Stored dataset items
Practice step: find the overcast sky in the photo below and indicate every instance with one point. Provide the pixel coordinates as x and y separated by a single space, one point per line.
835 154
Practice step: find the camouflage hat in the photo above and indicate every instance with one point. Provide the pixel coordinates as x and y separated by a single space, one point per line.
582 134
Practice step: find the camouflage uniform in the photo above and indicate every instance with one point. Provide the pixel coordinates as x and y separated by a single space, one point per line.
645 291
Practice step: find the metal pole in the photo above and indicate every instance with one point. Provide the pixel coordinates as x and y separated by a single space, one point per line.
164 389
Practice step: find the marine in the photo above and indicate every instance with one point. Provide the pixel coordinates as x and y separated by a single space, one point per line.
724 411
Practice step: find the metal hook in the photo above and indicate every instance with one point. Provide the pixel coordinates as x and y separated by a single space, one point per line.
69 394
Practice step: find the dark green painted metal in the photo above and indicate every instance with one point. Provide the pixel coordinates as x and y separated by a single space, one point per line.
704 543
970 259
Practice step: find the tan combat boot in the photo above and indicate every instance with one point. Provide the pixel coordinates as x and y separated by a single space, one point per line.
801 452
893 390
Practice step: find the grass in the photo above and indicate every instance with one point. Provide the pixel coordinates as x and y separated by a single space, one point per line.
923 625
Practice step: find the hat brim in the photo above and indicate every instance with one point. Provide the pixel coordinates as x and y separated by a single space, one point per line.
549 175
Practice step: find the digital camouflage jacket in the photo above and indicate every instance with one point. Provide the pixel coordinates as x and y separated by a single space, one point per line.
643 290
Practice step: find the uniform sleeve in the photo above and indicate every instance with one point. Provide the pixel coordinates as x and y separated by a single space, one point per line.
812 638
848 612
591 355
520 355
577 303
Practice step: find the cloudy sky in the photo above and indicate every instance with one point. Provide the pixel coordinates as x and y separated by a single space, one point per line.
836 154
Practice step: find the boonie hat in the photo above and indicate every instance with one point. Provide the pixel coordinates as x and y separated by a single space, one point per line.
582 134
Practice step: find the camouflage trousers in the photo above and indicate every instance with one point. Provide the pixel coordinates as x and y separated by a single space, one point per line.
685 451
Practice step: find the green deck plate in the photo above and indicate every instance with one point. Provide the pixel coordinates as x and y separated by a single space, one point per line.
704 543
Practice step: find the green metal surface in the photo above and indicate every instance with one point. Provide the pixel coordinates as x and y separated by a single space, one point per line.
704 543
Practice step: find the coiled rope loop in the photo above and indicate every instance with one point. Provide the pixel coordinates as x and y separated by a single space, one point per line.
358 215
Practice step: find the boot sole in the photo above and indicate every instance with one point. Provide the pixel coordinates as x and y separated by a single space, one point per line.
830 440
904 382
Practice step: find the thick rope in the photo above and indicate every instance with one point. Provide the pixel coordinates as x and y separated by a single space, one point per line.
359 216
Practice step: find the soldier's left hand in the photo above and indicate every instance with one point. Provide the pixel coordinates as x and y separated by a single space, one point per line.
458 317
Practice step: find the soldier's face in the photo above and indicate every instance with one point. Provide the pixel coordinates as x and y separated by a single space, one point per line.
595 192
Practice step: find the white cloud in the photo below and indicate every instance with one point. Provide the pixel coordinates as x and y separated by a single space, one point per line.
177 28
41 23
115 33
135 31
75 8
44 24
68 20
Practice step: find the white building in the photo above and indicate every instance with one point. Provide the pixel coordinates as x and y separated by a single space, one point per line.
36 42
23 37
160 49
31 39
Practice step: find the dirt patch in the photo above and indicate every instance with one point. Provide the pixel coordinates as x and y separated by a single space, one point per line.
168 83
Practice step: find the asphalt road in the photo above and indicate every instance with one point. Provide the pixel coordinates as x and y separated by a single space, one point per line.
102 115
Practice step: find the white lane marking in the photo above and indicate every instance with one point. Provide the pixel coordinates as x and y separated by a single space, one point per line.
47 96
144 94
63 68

▶ _Your task_
Every line from the one containing "Practice step: find the soldier's left" through the last line must be copied exactly; leave out the rest.

▶ _Result below_
Practice step: find the soldier's left hand in the photo above and indicate every instance with one point. Provide the pixel coordinates as x and y separated by a single space, one point per line.
458 317
Practice step: find the soldier's face in the photo above and indicate every instance with one point. Provide the pixel coordinates as x and y separated by a single space, one point per line.
595 192
Practice step: find the white cloud in the photo below and indicate every instance with one point. Provide the pixel coordinates as x and y separated by a single space, one point per line.
177 28
41 23
115 33
135 31
75 8
44 24
68 20
Practice step: find the white building in the photo above and indicate every instance with one point. Provide the pixel coordinates as x and y separated by a single space, one point per line.
36 42
23 37
160 49
31 39
Practice step: find the dirt patch in the photo above and indicate every instance with one point. Provide the pixel coordinates as x and y separated by a single space, one point per line.
168 83
Practice step: find the asphalt road in the photo above and indicate every instance with one point. Provide the pixel coordinates as x and y separated by a single space, one point per line.
102 115
Practice step: find the white lane marking in the photo above and indicate every instance with one point. Provide the pixel coordinates as x and y separated by a single space, one point per line.
47 96
144 94
63 68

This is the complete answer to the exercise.